Passage for review below:
- Developers: Trecision Visionaries International
- Publisher: Nova Spring
- Composer: Angelo Bordieri
- Platform: MS-DOS
- Release: 1995
- Genre: Adventure
- Mode: Single-player

= Alien Virus =

1995 video game

Alien Virus is a video game developed by Trecision and released in 1995 for MS-DOS.

==Plot==
The player character, a pilot named Joshua Stone, lands on Station Zeus after a month in hyper space, but finds the space station devoid of life.

==Reception==
Computer Gaming World gave Alien Virus 2 stars and stated that "This game is fun to play and an improvement on the old text adventure format in many respects. However, it is also lacking in effective text, the greatest strength of the best text adventures."

Alien Virus was reviewed in PC Gamer US, which rated the game 59% and stated "If the puzzles had been more interesting, or more closely related to the story, I might have at least stuck with the game to its end. But ultimately, Alien Virus proved to be too much of a snooze to be worth it." Computer Game Review was similarly indifferent on the game.
End of Passage for review.
Records shown below:
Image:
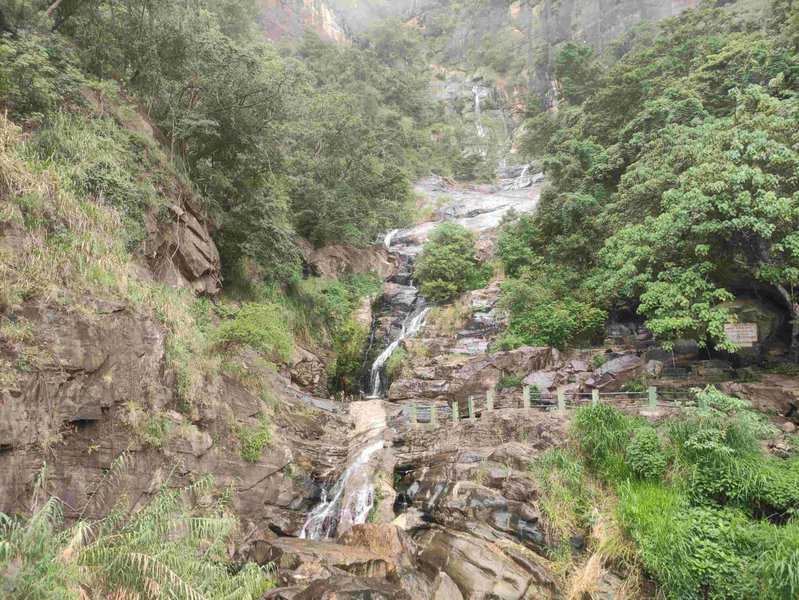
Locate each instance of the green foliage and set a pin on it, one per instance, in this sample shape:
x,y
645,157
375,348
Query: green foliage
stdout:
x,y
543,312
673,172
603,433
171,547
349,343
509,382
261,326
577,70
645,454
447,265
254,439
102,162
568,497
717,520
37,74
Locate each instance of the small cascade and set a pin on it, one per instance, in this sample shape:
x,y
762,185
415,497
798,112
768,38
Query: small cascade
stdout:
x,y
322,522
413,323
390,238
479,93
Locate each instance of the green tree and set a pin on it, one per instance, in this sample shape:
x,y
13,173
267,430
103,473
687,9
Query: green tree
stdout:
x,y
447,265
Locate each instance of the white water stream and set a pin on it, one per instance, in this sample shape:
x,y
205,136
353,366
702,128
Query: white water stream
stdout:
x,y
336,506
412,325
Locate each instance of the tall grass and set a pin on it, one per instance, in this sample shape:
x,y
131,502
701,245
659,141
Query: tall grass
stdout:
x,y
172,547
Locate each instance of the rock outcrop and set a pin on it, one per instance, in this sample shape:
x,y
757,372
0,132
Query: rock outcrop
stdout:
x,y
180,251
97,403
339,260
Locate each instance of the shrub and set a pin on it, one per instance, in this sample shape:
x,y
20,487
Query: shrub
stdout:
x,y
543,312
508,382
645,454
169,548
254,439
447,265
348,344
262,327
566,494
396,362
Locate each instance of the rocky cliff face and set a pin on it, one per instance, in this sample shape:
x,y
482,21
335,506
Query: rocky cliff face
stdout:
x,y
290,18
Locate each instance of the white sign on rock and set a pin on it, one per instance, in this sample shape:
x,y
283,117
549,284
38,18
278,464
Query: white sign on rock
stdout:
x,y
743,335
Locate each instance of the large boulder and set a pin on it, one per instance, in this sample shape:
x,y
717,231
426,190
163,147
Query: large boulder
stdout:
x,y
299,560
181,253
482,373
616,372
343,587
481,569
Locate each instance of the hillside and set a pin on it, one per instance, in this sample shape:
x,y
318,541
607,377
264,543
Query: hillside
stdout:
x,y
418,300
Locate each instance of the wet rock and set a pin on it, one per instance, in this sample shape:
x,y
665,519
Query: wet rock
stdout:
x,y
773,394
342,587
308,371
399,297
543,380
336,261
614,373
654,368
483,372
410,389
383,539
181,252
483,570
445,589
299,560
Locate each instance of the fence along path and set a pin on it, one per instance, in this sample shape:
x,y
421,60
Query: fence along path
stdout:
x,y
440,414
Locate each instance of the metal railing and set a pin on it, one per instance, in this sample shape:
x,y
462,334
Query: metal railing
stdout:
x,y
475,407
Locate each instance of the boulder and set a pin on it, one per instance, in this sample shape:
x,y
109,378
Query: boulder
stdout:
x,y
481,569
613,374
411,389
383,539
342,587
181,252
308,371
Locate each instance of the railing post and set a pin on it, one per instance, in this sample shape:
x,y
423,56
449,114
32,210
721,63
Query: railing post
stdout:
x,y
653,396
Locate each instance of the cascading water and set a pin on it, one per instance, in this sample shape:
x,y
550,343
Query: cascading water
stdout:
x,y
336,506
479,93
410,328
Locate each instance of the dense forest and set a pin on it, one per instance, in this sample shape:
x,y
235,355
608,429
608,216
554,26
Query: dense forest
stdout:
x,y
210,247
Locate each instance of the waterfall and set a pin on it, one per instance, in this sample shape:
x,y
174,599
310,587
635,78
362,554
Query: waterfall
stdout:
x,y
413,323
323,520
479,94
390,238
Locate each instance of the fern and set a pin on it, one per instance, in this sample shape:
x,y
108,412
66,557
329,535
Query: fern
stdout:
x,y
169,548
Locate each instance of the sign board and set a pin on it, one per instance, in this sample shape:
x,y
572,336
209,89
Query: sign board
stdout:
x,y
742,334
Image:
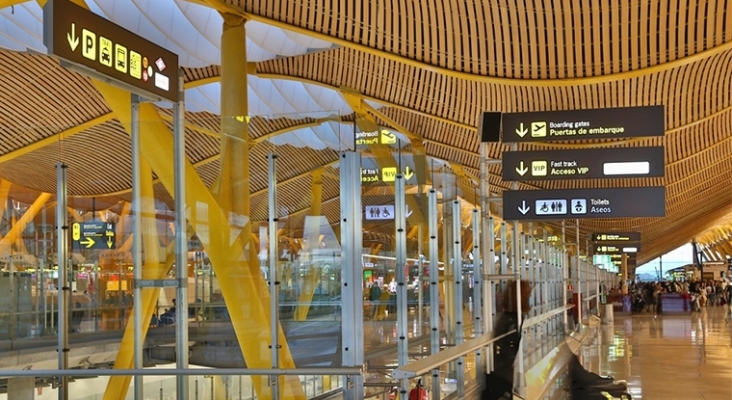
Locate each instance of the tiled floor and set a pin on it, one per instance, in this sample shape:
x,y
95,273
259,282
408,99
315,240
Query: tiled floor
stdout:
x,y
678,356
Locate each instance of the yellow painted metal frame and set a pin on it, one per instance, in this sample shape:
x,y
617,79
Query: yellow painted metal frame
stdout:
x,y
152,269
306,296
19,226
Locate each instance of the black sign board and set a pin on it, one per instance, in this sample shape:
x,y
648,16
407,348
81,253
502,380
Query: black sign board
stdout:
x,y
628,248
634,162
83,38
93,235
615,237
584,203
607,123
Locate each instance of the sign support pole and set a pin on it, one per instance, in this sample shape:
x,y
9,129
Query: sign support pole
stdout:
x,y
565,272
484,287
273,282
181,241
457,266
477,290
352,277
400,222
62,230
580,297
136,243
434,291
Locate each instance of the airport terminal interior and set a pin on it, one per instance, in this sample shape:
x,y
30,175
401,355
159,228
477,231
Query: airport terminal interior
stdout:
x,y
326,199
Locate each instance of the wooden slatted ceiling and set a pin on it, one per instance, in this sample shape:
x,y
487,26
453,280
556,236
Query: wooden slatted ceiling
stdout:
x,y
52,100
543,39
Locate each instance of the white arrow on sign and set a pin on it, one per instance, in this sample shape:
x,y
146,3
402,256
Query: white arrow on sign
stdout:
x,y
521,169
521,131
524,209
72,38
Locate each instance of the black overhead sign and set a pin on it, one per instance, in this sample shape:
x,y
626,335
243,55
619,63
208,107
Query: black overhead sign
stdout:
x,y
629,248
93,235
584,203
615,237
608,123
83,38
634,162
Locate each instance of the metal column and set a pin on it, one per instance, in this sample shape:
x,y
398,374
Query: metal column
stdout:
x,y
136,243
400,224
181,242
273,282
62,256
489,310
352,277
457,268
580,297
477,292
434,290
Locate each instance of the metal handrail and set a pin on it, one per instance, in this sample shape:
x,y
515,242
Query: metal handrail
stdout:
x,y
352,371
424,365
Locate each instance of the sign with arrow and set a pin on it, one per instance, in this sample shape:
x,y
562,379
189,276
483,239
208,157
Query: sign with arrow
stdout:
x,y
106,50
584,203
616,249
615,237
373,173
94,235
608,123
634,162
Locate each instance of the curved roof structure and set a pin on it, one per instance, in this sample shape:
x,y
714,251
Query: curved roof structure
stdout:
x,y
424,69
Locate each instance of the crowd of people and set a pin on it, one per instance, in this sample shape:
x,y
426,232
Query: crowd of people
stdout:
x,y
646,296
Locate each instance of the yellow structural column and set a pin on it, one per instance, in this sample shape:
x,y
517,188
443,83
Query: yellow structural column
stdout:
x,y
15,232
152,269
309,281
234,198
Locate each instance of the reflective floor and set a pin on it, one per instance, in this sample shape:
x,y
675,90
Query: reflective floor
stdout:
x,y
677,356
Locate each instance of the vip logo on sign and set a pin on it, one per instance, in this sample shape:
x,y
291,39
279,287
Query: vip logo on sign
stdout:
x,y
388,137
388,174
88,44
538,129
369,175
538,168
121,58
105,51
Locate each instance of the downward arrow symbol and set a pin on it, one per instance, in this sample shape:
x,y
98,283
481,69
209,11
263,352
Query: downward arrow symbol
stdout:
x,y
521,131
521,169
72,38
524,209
End of Records shown.
| Task instructions |
1) Using the Alien Virus article, answer each question:
(a) Who composed the game?
(b) What is the name of the pilot the player controls?
(c) What percentage did PC Gamer US give the game?
2) Set down the part of the Alien Virus article between "Alien Virus is" and "devoid of life.", inclusive, copying it word for word.
3) Shorten the paragraph of the Alien Virus article that begins "Alien Virus was reviewed in PC Gamer US", keeping its main facts.
None of the data is needed.

| Outputs in order |
1)
(a) Angelo Bordieri
(b) Joshua Stone
(c) 59%

2)
Alien Virus is a video game developed by Trecision and released in 1995 for MS-DOS.

==Plot==
The player character, a pilot named Joshua Stone, lands on Station Zeus after a month in hyper space, but finds the space station devoid of life.

3) PC Gamer US rated Alien Virus 59%. Its reviewer wished the puzzles had been more interesting or more closely tied to the story, and judged the game too much of a snooze to be worth it. Computer Game Review was similarly indifferent.